* **REQUIREMENT A**
In the excerpt on judging study legitimacy, why should a "groundbreaking" discovery that appears in a journal no one has heard of make a reader skeptical? Answer in one to three sentences.
* **REQUIREMENT B**
In the excerpt on judging study legitimacy, how would you translate this sentence into Spanish: "No matter what the field, retractions are worth keeping an eye on."
* **REQUIREMENT C**
Could you extend the excerpt on judging study legitimacy, picking up right after its final sentence?

With all of this depressing lead in, you may be wondering how you can tell if any study is legitimate. Well, luckily the Calling Bullshit overlords have a handy page of tricks dedicated to just that! They start with the caveat that any paper anywhere can be wrong, so no list of “things to watch for” will ever catch everything. However, that doesn’t mean that every paper is at equal risk, so there are some ways to increase your confidence that the study you’re seeing is legitimate:

  1. Look at the journal As we discussed earlier, some journals are more reputable than others. Unless you really know a field pretty well, it can be pretty tough to tell a prestigious legitimate journal from a made up but official sounding journal. That’s where journal impact factor can help…it gives you a sense of how important the journal is to the scientific community as a whole. There are different ways of calculating impact factors, but they all tend to focus on how often the articles published in the various journals end up being cited by others, which is a pretty good way of figuring out how others view the journal. Bergstorm and West also give a link to their Google chrome extension the Eigenfactorizer, which color codes journals that appear in PubMed searches based on their Eigenfactor ranking.  I downloaded this and spent more time playing around with it than I probably want to admit, and it’s pretty interesting. To give you a sense of how it works, I typed in a few key words from my own field (stem cell transplant/cell therapies) and took a look at the results. Since it’s kind of a niche field, it wasn’t terribly surprising to see that most of the published papers are in yellow or orange journals. The journals under those colors are great and very credible, but most of the papers have little relevance to anyone not in the hem malignancies/transplant world. A few recent ones on CAR-T therapy showed up in red journals, as that’s still pretty groundbreaking stuff. That leads us to the next point…
  2. Compare the claim to the venue As I mentioned, the most exciting new thing going in the hematologic malignancies world right now is CAR-T and other engineered cell therapies. These therapies hold promise for previously incurable leukemias and lymphomas, and research institutions (including my employer) are pouring a lot of time, money and effort in to development. Therefore it’s not surprising that big discoveries are getting published in top tier journals, as everyone’s interested in seeing where this goes and what everyone else is doing. That’s the normal pattern. Thus, if you see a “groundbreaking” discovery published in a journal that no one’s ever heard of, be a little skeptical. It could be that the “establishment” is suppressing novel ideas, or it could be that the people in the field thought something was off with the research. Spoiler alert: it’s probably that second one.
  3. Are there retractions or questions about the research? Just this week I got pointed to an article about 107 retracted papers from the journal Tumor Biology due to a fake peer review scandal, the second time this has happened to this journal in the last year. No matter what the field, retractions are worth keeping an eye on.
  4. Is the publisher predatory? This can be hard to figure out without some inside knowledge, so check out the resources they link to.

* **Source data**
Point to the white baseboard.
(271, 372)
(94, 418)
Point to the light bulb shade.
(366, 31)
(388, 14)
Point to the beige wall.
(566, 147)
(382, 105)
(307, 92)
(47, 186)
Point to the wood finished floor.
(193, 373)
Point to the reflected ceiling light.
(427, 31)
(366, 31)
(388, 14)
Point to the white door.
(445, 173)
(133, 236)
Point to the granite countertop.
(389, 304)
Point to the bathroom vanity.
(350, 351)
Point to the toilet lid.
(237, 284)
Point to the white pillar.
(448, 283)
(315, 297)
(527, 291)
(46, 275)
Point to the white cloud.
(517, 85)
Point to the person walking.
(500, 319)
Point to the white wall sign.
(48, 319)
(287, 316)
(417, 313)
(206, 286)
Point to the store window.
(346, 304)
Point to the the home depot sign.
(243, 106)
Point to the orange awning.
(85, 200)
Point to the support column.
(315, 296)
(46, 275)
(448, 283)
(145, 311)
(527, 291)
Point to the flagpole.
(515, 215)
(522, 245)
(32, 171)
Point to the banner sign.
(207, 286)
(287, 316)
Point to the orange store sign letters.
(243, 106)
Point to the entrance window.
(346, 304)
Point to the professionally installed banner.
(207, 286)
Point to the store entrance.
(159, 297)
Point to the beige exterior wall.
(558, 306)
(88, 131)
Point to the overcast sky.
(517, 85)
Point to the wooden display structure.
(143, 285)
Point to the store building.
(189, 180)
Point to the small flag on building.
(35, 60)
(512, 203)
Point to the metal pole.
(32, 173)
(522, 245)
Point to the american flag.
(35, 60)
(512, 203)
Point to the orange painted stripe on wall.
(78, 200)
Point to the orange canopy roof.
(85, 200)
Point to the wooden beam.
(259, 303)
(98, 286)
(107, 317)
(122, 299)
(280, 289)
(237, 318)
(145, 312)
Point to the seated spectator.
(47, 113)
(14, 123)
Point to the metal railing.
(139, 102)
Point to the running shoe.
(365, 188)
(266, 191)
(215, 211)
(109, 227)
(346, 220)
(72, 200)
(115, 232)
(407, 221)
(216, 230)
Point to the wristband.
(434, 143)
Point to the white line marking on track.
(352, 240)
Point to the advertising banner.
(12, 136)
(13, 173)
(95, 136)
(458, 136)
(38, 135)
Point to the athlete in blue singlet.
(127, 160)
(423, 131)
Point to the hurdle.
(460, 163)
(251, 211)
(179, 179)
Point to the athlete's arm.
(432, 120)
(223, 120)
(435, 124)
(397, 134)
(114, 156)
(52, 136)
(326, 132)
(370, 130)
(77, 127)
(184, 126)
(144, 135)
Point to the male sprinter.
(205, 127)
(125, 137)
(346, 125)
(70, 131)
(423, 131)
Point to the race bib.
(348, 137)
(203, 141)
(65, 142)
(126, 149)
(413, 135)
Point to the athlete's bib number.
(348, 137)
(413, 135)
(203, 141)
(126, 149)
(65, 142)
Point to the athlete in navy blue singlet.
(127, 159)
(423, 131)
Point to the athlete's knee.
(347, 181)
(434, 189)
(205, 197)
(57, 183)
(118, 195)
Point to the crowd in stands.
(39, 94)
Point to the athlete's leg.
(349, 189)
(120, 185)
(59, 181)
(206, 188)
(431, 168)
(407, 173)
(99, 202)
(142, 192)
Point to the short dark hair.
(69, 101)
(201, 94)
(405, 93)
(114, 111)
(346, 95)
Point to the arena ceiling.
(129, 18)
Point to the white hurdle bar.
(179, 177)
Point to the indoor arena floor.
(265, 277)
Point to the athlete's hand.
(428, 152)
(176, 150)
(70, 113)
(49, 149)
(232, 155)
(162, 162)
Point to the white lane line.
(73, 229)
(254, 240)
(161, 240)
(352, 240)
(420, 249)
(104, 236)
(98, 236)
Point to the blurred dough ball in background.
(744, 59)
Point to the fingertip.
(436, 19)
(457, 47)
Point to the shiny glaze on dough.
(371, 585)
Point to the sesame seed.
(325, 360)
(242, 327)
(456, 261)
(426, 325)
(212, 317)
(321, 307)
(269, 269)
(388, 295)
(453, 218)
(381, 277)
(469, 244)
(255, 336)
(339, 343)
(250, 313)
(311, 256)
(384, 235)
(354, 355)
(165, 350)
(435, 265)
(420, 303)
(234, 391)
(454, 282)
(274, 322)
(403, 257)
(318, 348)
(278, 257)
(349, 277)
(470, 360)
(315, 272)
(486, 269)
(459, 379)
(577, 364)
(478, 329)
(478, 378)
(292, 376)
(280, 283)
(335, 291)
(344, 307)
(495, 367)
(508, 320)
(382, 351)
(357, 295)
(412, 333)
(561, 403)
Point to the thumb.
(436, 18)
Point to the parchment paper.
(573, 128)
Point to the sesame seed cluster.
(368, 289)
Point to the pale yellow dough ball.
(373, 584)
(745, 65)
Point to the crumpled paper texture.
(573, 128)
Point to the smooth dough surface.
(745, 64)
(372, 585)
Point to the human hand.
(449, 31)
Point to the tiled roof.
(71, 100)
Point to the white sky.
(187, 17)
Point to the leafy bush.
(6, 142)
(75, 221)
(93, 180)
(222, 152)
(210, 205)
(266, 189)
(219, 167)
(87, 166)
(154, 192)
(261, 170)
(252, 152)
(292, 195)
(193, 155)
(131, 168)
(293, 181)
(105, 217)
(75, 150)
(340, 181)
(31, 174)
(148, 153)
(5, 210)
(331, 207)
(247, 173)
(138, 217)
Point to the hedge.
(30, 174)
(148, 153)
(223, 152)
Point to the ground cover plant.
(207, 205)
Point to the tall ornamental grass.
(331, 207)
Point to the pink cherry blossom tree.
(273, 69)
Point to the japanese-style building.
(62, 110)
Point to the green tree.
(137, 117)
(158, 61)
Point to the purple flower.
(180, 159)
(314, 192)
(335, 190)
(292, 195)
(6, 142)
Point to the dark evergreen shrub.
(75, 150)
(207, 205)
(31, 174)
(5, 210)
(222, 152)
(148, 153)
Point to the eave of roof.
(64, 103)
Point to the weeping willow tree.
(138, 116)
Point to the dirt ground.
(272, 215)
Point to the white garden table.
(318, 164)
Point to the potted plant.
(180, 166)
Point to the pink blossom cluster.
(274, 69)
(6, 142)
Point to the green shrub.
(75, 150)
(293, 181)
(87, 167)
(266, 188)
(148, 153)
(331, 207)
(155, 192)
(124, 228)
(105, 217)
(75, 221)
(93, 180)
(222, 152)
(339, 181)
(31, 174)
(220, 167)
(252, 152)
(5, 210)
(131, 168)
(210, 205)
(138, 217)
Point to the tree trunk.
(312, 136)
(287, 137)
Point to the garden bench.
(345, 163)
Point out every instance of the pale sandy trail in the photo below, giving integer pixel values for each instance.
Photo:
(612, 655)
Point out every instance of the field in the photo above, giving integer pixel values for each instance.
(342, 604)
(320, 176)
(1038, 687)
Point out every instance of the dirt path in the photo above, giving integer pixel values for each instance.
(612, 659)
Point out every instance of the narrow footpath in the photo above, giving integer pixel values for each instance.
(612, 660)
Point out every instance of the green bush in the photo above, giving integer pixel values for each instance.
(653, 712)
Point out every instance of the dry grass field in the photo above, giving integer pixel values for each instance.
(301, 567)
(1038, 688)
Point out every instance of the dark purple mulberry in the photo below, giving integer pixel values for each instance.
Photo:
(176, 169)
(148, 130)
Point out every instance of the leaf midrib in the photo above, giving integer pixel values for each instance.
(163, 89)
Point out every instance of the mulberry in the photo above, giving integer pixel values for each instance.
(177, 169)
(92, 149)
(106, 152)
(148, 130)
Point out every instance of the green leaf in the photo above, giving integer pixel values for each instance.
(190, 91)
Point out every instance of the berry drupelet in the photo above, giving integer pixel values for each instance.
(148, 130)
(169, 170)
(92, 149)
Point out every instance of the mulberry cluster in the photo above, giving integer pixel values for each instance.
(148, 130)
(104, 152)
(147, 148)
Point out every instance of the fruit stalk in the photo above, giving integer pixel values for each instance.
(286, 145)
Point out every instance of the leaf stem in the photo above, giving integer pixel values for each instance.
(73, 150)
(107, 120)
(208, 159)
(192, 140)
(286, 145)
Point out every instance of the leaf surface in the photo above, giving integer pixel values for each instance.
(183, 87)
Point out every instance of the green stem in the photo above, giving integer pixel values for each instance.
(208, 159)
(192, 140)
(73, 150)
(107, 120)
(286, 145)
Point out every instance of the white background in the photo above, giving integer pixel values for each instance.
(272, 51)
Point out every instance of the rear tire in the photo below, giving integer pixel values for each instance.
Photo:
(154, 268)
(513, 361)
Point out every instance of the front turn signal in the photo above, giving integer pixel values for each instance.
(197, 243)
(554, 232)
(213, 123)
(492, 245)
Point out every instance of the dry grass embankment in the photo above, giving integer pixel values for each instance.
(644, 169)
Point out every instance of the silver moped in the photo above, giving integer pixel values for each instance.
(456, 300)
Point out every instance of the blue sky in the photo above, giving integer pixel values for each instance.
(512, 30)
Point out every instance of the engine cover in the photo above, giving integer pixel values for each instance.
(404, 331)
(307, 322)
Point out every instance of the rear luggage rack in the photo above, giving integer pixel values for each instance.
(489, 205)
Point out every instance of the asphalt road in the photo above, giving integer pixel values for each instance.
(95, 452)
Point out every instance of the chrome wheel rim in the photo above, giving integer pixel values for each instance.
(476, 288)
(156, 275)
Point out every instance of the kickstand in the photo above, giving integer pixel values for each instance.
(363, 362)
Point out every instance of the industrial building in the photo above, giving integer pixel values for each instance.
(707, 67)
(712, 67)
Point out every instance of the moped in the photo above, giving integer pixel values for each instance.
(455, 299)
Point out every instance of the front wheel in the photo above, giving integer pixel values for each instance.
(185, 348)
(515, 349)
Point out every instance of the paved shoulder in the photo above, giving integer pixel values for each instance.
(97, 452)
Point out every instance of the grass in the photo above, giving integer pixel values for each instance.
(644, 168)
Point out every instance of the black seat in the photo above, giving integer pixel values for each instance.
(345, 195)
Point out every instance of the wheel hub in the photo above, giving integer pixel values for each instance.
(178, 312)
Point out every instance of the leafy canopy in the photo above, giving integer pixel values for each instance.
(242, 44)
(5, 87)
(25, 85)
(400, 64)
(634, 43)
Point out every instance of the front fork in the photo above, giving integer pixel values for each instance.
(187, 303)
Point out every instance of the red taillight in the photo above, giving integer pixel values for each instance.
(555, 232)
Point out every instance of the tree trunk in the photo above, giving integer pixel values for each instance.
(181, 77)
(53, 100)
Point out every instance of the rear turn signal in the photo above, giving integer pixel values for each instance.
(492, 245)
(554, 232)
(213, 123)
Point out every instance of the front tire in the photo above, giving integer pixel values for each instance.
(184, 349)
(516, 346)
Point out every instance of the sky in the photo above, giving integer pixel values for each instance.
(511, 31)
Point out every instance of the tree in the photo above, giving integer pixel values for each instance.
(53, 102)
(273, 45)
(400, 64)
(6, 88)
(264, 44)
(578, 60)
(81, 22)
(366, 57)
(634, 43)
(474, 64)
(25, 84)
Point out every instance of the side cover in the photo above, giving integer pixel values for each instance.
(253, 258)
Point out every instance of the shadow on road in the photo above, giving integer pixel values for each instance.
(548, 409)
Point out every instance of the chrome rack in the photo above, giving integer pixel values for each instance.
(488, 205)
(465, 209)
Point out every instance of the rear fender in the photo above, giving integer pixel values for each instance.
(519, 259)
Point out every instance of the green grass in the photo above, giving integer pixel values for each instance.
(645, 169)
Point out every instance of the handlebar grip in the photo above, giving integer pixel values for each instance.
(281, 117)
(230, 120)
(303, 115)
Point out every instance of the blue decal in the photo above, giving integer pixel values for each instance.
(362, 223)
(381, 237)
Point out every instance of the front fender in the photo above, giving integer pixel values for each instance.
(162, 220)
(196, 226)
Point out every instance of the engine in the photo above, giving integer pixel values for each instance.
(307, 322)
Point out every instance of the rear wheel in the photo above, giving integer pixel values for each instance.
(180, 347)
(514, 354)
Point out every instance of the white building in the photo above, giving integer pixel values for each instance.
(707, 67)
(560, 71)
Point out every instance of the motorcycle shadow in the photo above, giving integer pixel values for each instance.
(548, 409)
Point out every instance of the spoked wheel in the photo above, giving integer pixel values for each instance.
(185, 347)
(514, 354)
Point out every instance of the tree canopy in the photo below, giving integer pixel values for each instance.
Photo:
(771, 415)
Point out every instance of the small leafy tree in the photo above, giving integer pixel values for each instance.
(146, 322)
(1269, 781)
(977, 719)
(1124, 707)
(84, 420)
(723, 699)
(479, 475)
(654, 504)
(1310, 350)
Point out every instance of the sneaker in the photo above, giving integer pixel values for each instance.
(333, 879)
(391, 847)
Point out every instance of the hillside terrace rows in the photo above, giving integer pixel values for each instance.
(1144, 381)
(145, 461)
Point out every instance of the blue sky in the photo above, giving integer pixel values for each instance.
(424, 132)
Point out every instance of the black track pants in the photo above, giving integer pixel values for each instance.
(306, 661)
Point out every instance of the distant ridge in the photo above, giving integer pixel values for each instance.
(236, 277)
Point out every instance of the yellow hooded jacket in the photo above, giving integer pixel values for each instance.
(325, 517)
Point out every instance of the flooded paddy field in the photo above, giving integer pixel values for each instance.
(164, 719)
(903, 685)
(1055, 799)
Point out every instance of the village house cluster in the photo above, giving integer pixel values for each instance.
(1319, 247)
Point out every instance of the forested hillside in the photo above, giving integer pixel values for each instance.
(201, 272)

* **EXPECTED ANSWER A**
Big discoveries normally get published in top-tier journals, because everyone in the field wants to see where the work is going. When a supposedly groundbreaking result shows up in an obscure venue instead, the likelier explanation is that people in the field thought something was off with the research, not that the establishment is suppressing novel ideas.

* **EXPECTED ANSWER B**
Sea cual sea el campo, vale la pena estar atento a las retractaciones.

* **EXPECTED ANSWER C**
  5. Preprints, Google Scholar, and finding out who the authors are Good tips and tricks about how to sort through your search results. Could be helpful the next time someone tells you it’s a good idea to eat chocolate ice cream for breakfast.

Whew, that’s a lot of ground covered. While it can be disappointing to realize how many instances/ways  of committing scientific misconduct there are, it’s worth noting that we currently have more access to more knowledge than at nearly any other time in human history. In week one, we covered that the more opportunities for communication there are, the more bullshit we will encounter. Science is no different.

At the same time, the sciences have a unique opportunity to lead the way in figuring out how to correct for the bullshit being created within it’s ranks and to teach the public how to interpret what gets reported. Some of the tools provided this week do point in a hopeful direction (not to mention the existence of this class!) are a great step in the right direction.

Well, that’s all I have for this week! Stay tuned for next week when we cover some more ethics, this time from the perspective of the bullshit-callers as opposed to the bullshit producers.

Week 10 is up! Read it here.

2 thoughts on “Calling BS Read-Along Week 9: Predatory Publishing and Scientific Misconduct

  1. In paragraph 5, please correct “it’s” by removing the apostrophe so that it accurately represents the I tended possessive instead if the contraction of “it is” which does not make sense in the sentence.

    BTW, I absolutely love the material on the course and the reading companion! This is important, valuable work that I believe all academicians and librarians can benefit from reading.

    Like

    • Done.

      How is it I can get a Chrome extension that color codes journals by impact factor but not one that I can get to auto-highlight every time I use the word “it’s” to force me to double check it? My Ctrl+F strategy appears to have some holes in it.

      Agree about the readings from the course! I’ve learned something every week I’ve done this.

      Like

Comments are closed.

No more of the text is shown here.